### Records for the task
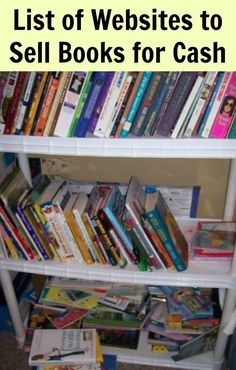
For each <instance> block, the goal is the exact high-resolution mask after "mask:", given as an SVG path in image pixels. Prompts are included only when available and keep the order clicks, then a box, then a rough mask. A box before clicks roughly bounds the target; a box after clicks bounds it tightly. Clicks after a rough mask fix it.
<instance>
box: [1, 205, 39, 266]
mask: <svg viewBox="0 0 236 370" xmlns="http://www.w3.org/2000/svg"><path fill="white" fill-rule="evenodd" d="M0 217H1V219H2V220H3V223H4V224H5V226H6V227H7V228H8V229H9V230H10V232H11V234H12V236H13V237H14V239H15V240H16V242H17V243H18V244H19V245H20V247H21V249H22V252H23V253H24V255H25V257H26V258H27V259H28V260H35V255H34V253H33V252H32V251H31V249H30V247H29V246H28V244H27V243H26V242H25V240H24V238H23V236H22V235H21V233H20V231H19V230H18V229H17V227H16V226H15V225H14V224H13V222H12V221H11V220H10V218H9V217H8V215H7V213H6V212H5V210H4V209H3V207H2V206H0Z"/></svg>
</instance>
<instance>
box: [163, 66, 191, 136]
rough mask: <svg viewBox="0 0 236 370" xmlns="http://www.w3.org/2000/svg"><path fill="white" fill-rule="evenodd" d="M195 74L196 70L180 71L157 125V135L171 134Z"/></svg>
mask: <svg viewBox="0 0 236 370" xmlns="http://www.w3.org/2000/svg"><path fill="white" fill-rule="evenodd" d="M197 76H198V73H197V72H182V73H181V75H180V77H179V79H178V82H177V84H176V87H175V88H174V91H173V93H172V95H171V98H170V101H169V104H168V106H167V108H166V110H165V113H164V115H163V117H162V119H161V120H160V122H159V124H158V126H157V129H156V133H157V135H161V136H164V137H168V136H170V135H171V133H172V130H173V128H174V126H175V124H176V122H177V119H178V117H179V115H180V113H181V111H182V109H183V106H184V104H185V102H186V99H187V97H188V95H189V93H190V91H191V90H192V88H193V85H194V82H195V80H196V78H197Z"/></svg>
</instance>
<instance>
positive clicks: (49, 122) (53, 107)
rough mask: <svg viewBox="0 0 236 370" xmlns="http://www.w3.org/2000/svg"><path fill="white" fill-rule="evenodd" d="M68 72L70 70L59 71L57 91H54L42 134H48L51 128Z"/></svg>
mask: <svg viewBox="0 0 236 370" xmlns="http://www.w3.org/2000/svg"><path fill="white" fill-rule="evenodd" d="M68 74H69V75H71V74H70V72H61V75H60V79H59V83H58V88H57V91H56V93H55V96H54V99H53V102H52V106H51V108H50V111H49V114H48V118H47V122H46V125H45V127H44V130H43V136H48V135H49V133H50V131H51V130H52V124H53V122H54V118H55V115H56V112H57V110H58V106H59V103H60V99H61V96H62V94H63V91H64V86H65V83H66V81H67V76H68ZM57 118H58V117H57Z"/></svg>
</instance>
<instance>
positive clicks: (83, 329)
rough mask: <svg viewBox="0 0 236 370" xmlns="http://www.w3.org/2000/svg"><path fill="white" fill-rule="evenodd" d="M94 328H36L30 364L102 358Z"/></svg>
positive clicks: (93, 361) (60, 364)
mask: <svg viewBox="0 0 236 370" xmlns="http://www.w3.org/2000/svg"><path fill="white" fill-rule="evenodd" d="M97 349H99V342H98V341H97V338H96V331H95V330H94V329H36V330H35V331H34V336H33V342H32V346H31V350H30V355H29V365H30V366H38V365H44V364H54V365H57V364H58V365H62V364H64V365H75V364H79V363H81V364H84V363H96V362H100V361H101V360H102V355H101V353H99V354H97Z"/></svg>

---

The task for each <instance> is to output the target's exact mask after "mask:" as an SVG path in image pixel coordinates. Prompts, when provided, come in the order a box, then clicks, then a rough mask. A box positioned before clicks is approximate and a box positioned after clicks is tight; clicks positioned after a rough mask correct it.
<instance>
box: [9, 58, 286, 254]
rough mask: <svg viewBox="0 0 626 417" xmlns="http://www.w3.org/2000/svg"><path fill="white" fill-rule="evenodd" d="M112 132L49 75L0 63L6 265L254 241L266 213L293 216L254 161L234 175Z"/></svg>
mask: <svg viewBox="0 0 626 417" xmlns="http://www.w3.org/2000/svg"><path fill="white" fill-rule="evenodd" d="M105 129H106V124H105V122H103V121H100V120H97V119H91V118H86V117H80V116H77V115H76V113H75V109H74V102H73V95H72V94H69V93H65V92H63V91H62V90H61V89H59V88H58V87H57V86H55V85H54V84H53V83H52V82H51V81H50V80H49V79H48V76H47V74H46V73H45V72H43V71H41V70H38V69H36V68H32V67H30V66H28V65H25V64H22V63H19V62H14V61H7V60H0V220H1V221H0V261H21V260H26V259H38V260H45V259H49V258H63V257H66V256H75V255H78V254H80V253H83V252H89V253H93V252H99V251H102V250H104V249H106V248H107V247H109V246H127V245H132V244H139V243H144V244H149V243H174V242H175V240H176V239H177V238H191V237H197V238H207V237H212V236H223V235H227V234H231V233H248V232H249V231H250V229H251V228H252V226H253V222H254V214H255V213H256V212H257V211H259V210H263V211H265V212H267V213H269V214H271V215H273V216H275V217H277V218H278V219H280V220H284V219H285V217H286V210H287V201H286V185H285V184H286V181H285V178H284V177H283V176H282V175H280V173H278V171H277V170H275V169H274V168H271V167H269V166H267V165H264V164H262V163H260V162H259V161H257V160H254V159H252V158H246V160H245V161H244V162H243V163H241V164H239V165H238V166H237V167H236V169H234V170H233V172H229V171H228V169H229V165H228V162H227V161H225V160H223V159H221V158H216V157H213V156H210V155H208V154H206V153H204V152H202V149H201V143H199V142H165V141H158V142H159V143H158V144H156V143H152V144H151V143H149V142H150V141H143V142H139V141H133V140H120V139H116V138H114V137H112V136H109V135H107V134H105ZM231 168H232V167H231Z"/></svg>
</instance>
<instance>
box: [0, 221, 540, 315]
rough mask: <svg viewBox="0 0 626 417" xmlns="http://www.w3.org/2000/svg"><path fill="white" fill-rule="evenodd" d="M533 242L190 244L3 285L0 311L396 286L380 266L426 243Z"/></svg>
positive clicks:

* * *

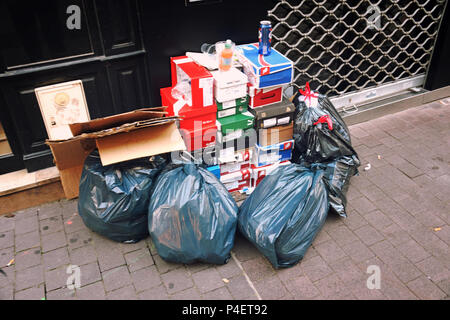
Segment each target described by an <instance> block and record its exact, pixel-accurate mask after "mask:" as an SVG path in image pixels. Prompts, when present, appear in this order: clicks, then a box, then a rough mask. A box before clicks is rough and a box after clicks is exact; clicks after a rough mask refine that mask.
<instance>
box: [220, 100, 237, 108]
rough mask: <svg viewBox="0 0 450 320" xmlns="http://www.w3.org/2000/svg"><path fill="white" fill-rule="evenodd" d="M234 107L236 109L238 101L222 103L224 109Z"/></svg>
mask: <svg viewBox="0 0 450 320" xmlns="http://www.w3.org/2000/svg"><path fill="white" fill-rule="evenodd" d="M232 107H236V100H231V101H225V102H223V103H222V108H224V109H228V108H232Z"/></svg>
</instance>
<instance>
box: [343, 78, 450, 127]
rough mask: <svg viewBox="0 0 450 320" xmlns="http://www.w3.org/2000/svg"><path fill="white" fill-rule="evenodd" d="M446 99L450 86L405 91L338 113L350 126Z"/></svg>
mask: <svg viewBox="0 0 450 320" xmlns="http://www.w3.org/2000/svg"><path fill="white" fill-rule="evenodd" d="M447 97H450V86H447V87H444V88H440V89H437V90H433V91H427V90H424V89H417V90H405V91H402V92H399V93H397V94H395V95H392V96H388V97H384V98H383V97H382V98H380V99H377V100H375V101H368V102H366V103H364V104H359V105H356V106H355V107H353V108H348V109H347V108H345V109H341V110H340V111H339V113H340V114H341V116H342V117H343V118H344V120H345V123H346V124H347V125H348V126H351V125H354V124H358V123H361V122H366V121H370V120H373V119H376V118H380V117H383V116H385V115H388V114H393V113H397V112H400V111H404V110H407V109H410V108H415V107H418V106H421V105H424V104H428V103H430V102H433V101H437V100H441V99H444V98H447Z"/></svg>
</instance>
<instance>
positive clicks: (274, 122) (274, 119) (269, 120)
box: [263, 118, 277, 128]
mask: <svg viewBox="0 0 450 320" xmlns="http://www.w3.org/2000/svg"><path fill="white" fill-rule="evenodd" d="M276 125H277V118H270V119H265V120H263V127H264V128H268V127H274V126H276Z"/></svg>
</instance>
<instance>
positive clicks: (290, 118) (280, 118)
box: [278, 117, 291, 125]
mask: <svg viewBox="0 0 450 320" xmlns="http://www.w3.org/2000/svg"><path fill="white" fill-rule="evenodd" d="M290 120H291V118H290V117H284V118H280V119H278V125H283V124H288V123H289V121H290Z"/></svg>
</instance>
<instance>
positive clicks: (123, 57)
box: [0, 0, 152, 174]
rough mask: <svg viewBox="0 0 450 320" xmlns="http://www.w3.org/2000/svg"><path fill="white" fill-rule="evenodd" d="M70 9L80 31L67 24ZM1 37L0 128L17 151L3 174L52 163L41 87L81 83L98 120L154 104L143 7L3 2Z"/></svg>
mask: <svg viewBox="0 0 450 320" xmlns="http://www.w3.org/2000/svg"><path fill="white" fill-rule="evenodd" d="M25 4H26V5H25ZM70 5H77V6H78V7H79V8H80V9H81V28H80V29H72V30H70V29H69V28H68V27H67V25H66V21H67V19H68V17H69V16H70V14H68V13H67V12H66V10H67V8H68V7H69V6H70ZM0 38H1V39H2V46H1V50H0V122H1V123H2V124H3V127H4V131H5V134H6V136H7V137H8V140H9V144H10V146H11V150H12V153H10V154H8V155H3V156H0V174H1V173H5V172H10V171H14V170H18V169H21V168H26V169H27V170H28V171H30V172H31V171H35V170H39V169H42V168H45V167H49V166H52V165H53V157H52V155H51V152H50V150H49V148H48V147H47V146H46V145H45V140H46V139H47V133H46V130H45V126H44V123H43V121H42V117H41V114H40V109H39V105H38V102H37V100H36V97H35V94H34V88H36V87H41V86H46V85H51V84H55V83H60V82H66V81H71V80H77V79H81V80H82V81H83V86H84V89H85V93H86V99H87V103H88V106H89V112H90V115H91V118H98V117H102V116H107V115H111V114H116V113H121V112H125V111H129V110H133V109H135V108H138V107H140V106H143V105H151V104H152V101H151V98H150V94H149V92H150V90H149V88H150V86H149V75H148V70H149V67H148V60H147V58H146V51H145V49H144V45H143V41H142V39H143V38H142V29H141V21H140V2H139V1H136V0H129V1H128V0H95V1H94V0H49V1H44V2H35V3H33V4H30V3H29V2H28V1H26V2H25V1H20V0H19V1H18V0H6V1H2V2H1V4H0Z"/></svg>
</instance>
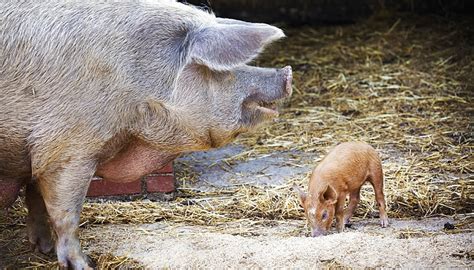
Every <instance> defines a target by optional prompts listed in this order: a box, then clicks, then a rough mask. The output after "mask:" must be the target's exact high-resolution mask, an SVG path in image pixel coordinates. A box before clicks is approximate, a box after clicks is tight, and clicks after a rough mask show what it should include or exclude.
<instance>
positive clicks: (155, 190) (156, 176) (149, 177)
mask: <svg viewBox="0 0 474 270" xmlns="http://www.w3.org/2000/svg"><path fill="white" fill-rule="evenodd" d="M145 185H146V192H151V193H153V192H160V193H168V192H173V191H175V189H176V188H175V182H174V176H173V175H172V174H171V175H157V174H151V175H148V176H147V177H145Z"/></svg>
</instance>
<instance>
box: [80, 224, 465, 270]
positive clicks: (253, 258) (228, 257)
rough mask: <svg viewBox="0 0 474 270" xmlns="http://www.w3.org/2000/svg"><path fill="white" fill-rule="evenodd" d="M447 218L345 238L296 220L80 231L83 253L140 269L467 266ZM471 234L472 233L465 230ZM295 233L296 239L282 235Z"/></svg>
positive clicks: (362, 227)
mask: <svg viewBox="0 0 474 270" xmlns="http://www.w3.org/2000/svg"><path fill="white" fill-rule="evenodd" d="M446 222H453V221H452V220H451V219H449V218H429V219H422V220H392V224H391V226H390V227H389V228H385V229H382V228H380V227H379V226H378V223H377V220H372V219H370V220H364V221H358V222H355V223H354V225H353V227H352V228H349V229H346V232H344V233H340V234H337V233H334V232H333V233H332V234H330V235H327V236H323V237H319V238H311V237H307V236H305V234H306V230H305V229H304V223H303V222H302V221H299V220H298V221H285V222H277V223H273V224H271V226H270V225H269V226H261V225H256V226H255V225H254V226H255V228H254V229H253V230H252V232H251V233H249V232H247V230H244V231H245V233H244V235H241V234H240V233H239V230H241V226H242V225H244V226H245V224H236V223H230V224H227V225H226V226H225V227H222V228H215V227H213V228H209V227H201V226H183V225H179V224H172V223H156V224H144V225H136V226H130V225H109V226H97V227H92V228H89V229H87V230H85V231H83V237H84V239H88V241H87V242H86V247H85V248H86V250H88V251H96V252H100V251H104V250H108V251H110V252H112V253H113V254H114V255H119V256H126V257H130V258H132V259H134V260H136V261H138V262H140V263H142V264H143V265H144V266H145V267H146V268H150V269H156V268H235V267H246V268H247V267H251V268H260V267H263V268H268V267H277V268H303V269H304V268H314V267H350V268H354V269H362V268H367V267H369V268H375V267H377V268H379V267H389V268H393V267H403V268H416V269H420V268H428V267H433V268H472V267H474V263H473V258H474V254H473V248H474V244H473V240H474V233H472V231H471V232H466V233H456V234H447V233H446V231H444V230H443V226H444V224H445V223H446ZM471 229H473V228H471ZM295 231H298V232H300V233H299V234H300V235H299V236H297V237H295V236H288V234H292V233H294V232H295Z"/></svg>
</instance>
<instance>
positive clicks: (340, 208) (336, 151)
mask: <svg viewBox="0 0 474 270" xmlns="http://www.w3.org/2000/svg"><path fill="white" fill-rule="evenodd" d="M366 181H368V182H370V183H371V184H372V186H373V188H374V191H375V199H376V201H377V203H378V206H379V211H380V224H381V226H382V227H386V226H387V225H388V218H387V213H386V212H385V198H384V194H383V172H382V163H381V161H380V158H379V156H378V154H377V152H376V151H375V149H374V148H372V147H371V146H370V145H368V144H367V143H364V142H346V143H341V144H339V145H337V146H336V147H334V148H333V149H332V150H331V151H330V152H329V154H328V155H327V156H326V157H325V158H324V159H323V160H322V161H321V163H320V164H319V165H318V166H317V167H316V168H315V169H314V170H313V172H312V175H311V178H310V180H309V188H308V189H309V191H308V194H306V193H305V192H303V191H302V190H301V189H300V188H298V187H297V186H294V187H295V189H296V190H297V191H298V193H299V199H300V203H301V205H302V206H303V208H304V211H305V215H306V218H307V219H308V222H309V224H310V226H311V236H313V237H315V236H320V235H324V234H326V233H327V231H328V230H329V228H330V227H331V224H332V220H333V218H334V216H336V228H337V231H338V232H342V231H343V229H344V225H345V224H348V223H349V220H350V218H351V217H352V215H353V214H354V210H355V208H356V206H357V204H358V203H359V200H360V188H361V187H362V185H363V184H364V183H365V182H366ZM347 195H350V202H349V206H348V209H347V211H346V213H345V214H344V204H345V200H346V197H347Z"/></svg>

### Activity
Return only the part of the records above that opens with the line containing "For each <instance> block, the" and closes with the line containing "box: [163, 66, 191, 136]", ends included.

### Response to this task
For each <instance> block, the goal is the exact high-resolution mask after "mask:", given as an SVG path in image pixels. Prompts are included only when available and keep the order clicks, then a box, then a rough mask. A box before clicks roughly bounds the target; a box after clicks bounds it tightly. Clicks after a rough mask fix it.
<instance>
box: [1, 205, 39, 266]
mask: <svg viewBox="0 0 236 370" xmlns="http://www.w3.org/2000/svg"><path fill="white" fill-rule="evenodd" d="M0 217H1V219H2V220H3V223H4V224H5V226H6V227H7V228H8V229H9V230H10V232H11V234H12V236H13V237H14V239H15V240H16V242H17V243H18V244H19V245H20V247H21V249H22V252H23V253H24V255H25V257H26V258H27V259H28V260H35V255H34V253H33V252H32V251H31V249H30V247H29V246H28V244H27V243H26V242H25V240H24V238H23V236H22V235H21V233H20V231H19V230H18V229H17V227H16V226H15V225H14V224H13V222H12V221H11V220H10V218H9V217H8V215H7V213H6V212H5V210H4V209H3V207H2V206H0Z"/></svg>
</instance>
<instance>
box: [163, 66, 191, 136]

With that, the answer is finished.